--- start Listed entries ---

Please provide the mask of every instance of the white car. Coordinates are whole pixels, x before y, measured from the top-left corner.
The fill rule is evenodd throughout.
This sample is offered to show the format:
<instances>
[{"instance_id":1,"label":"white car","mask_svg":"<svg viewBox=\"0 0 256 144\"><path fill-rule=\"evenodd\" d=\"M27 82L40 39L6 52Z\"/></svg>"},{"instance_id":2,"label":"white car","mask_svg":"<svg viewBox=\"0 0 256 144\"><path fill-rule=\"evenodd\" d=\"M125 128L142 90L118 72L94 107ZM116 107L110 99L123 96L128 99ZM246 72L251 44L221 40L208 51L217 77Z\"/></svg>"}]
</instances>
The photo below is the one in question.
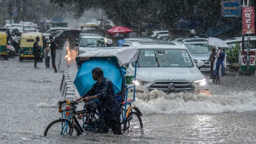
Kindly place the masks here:
<instances>
[{"instance_id":1,"label":"white car","mask_svg":"<svg viewBox=\"0 0 256 144\"><path fill-rule=\"evenodd\" d=\"M15 28L21 28L22 29L22 31L23 31L23 25L20 24L12 24L11 25L11 27Z\"/></svg>"},{"instance_id":2,"label":"white car","mask_svg":"<svg viewBox=\"0 0 256 144\"><path fill-rule=\"evenodd\" d=\"M54 28L49 29L48 30L43 33L43 35L46 37L47 37L50 36L50 35L56 31L63 29L72 29L69 28Z\"/></svg>"},{"instance_id":3,"label":"white car","mask_svg":"<svg viewBox=\"0 0 256 144\"><path fill-rule=\"evenodd\" d=\"M168 34L169 33L168 30L157 30L152 31L149 34L149 35L150 37L154 37L156 36L157 35L162 35L162 34Z\"/></svg>"},{"instance_id":4,"label":"white car","mask_svg":"<svg viewBox=\"0 0 256 144\"><path fill-rule=\"evenodd\" d=\"M100 47L105 47L104 37L99 34L81 34L78 40L78 55Z\"/></svg>"},{"instance_id":5,"label":"white car","mask_svg":"<svg viewBox=\"0 0 256 144\"><path fill-rule=\"evenodd\" d=\"M193 62L182 44L167 42L126 42L123 46L135 46L139 50L136 90L154 90L166 92L193 92L207 89L206 79ZM203 66L202 61L198 66ZM127 76L134 75L135 62L125 66Z\"/></svg>"},{"instance_id":6,"label":"white car","mask_svg":"<svg viewBox=\"0 0 256 144\"><path fill-rule=\"evenodd\" d=\"M38 30L33 25L24 25L23 29L24 32L38 32Z\"/></svg>"}]
</instances>

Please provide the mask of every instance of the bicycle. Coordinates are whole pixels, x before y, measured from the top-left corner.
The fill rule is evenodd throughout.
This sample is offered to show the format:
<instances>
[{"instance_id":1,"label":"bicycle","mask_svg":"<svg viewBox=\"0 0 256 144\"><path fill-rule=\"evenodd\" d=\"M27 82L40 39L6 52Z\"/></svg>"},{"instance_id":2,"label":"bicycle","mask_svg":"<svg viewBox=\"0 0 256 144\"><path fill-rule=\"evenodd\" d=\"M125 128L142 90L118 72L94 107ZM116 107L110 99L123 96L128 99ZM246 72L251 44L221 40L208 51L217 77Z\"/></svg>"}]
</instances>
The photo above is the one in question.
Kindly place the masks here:
<instances>
[{"instance_id":1,"label":"bicycle","mask_svg":"<svg viewBox=\"0 0 256 144\"><path fill-rule=\"evenodd\" d=\"M83 110L76 111L76 106L79 103L85 103L88 105L87 108ZM88 118L87 121L84 122L87 125L96 125L98 119L96 115L97 106L88 102L79 101L72 102L69 101L60 101L58 102L59 112L61 113L61 118L51 122L46 127L44 133L45 136L50 135L79 136L83 132L75 115L85 114ZM66 117L68 116L67 118ZM92 120L93 118L95 120Z\"/></svg>"},{"instance_id":2,"label":"bicycle","mask_svg":"<svg viewBox=\"0 0 256 144\"><path fill-rule=\"evenodd\" d=\"M142 116L141 113L138 108L131 106L131 102L134 101L134 100L130 99L122 103L121 120L121 124L124 125L124 130L143 128L140 117ZM83 110L76 111L76 105L79 103L84 103L86 105L84 105ZM61 117L48 125L45 131L45 136L59 135L79 136L84 132L84 129L86 131L97 129L100 116L97 112L97 105L95 103L64 101L59 101L58 104L59 112L61 113ZM130 106L126 109L127 104ZM82 128L75 116L81 114L83 115Z\"/></svg>"}]
</instances>

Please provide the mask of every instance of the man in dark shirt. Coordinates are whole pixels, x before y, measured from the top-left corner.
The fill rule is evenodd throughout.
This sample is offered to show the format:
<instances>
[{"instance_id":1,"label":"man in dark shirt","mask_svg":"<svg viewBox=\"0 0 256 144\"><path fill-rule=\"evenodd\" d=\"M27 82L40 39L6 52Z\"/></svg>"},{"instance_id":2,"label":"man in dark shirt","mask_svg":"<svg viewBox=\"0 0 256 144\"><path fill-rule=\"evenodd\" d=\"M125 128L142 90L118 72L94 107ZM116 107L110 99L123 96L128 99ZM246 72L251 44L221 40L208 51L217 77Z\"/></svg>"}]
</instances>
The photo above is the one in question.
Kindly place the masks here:
<instances>
[{"instance_id":1,"label":"man in dark shirt","mask_svg":"<svg viewBox=\"0 0 256 144\"><path fill-rule=\"evenodd\" d=\"M115 99L113 85L110 80L104 77L100 68L92 71L92 78L97 82L84 95L77 100L85 101L99 99L100 101L100 119L98 130L100 133L107 133L111 126L115 134L121 134L120 121L121 109Z\"/></svg>"},{"instance_id":2,"label":"man in dark shirt","mask_svg":"<svg viewBox=\"0 0 256 144\"><path fill-rule=\"evenodd\" d=\"M58 44L56 44L55 42L53 41L53 38L52 36L50 36L49 37L50 39L50 44L51 45L51 65L53 68L55 72L58 72L57 69L56 68L56 65L55 65L55 57L56 56L56 50L58 47Z\"/></svg>"},{"instance_id":3,"label":"man in dark shirt","mask_svg":"<svg viewBox=\"0 0 256 144\"><path fill-rule=\"evenodd\" d=\"M36 68L36 64L39 61L40 58L40 47L38 44L38 42L40 40L40 38L37 36L36 37L36 41L34 43L34 66Z\"/></svg>"}]
</instances>

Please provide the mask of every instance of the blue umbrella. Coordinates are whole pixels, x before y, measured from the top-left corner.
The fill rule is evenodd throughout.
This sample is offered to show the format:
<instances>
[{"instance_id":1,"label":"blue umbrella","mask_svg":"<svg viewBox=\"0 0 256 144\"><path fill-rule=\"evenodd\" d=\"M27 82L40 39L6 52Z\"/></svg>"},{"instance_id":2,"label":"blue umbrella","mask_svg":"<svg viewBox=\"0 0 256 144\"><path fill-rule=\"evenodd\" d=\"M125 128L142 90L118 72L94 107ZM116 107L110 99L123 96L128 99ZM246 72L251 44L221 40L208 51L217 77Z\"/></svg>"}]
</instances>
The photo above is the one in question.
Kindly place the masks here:
<instances>
[{"instance_id":1,"label":"blue umbrella","mask_svg":"<svg viewBox=\"0 0 256 144\"><path fill-rule=\"evenodd\" d=\"M97 58L83 62L78 68L74 83L80 96L85 94L96 82L92 77L92 71L97 67L101 68L104 76L111 80L115 93L121 91L122 76L126 73L124 68L119 67L114 59Z\"/></svg>"}]
</instances>

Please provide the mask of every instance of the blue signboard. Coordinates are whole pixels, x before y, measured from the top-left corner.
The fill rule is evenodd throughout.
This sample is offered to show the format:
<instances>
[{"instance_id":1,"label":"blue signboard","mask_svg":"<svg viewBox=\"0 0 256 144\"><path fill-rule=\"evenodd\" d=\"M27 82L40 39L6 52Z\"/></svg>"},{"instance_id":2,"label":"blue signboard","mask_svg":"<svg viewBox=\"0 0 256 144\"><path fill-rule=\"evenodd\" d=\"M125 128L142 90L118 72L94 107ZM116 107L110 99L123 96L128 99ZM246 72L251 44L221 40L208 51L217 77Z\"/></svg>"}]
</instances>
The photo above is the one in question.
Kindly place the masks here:
<instances>
[{"instance_id":1,"label":"blue signboard","mask_svg":"<svg viewBox=\"0 0 256 144\"><path fill-rule=\"evenodd\" d=\"M222 15L224 17L240 17L241 0L222 0Z\"/></svg>"}]
</instances>

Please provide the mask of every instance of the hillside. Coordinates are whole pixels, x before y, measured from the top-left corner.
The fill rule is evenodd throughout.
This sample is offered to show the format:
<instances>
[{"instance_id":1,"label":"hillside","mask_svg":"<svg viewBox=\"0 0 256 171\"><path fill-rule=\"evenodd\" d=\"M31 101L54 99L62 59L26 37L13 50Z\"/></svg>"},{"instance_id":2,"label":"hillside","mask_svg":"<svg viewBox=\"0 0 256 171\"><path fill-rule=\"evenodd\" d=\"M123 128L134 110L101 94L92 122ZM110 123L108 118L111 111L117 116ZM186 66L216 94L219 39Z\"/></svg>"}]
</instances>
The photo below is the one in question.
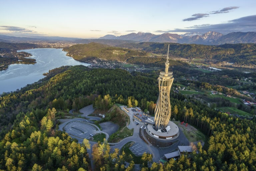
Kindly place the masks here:
<instances>
[{"instance_id":1,"label":"hillside","mask_svg":"<svg viewBox=\"0 0 256 171\"><path fill-rule=\"evenodd\" d=\"M77 44L63 49L68 52L67 55L83 61L88 59L100 58L104 59L125 61L133 56L146 56L147 53L140 50L112 47L99 43Z\"/></svg>"},{"instance_id":2,"label":"hillside","mask_svg":"<svg viewBox=\"0 0 256 171\"><path fill-rule=\"evenodd\" d=\"M150 33L139 32L137 33L132 33L119 36L107 35L99 39L131 40L139 42L216 45L225 43L255 43L256 33L234 32L223 35L220 33L210 31L202 34L198 33L195 35L194 34L190 35L187 33L184 35L179 35L168 33L155 35Z\"/></svg>"},{"instance_id":3,"label":"hillside","mask_svg":"<svg viewBox=\"0 0 256 171\"><path fill-rule=\"evenodd\" d=\"M171 57L210 60L223 63L248 66L256 65L256 44L225 44L209 46L195 44L142 42L122 45L123 47L139 49L149 53L165 54L170 44L169 55Z\"/></svg>"},{"instance_id":4,"label":"hillside","mask_svg":"<svg viewBox=\"0 0 256 171\"><path fill-rule=\"evenodd\" d=\"M95 106L109 108L115 103L126 105L130 97L132 101L137 100L142 109L153 111L158 93L156 73L131 74L121 69L90 69L81 66L63 67L50 72L42 82L0 97L0 169L90 170L86 140L80 144L58 131L57 119L68 114L71 109L91 104L97 95L94 93L101 95L97 98L100 103ZM209 85L202 83L203 85L206 89ZM208 136L208 144L202 148L199 143L198 152L190 158L182 155L164 166L154 163L151 170L255 170L255 119L241 119L218 112L173 91L170 97L176 109L176 119L187 120ZM107 143L103 143L103 147ZM121 151L117 149L114 153L104 151L111 154L97 153L100 149L95 147L91 153L93 160L97 160L96 154L102 159L95 163L96 167L102 170L106 167L110 171L125 170ZM132 163L134 159L129 160Z\"/></svg>"}]
</instances>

--- end Listed entries ---

[Exercise description]
Count the lines in the records above that contain the string "signboard", with case counting, and reply with only that number.

[Solution to this task]
3